• _Task instructions_: Only a number is expected: how many lines in these records mention the word "panel"?

• _Material provided_:
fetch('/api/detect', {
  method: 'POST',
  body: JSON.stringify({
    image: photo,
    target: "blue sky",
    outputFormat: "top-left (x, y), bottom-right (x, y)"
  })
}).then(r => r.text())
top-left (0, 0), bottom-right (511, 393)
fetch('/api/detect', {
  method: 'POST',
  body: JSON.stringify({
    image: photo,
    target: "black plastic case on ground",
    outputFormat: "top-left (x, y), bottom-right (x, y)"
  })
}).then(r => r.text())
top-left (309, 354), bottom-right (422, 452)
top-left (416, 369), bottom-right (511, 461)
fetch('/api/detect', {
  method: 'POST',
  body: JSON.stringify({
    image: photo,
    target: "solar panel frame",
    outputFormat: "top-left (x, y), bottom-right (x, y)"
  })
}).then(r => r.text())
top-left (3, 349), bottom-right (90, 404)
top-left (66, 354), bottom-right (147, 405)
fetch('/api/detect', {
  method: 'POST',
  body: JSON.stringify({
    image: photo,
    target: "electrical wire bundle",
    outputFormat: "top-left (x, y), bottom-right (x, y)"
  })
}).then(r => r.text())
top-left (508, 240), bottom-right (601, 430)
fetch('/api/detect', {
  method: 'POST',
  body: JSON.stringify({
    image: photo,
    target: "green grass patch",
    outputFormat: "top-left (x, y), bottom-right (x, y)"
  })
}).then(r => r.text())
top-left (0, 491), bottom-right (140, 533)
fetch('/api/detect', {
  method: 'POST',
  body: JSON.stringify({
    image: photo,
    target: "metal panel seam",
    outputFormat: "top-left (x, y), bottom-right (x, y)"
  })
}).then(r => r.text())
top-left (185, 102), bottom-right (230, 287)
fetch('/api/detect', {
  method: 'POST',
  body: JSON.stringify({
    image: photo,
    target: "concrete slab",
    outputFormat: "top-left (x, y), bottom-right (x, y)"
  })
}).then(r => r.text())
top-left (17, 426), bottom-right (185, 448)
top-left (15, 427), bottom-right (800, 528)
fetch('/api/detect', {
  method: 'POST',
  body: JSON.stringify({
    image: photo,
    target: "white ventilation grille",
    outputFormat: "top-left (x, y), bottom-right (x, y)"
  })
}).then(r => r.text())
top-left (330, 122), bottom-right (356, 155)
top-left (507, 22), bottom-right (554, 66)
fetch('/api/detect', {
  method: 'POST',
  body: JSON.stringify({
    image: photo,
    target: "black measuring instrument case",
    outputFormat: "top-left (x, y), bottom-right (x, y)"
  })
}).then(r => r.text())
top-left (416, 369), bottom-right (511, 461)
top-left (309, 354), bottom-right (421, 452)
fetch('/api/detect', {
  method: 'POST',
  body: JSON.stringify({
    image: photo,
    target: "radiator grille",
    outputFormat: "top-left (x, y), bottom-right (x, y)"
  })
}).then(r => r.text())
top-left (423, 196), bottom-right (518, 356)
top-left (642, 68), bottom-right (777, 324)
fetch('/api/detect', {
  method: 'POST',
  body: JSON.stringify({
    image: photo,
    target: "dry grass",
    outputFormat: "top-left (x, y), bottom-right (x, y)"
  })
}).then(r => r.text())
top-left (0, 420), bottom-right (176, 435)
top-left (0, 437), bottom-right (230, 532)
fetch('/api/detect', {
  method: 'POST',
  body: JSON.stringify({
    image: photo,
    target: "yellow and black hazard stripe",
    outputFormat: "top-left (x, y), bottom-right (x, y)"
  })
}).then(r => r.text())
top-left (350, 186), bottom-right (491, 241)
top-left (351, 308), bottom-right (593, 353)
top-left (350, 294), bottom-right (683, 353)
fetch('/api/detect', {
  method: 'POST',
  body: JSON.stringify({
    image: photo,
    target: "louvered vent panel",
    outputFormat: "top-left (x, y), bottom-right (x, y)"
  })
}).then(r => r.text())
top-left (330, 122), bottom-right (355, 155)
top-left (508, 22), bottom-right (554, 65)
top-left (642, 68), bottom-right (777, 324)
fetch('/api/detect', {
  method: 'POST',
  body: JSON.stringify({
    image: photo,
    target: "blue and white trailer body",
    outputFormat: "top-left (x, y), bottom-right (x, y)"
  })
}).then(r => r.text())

• _Output below_: 3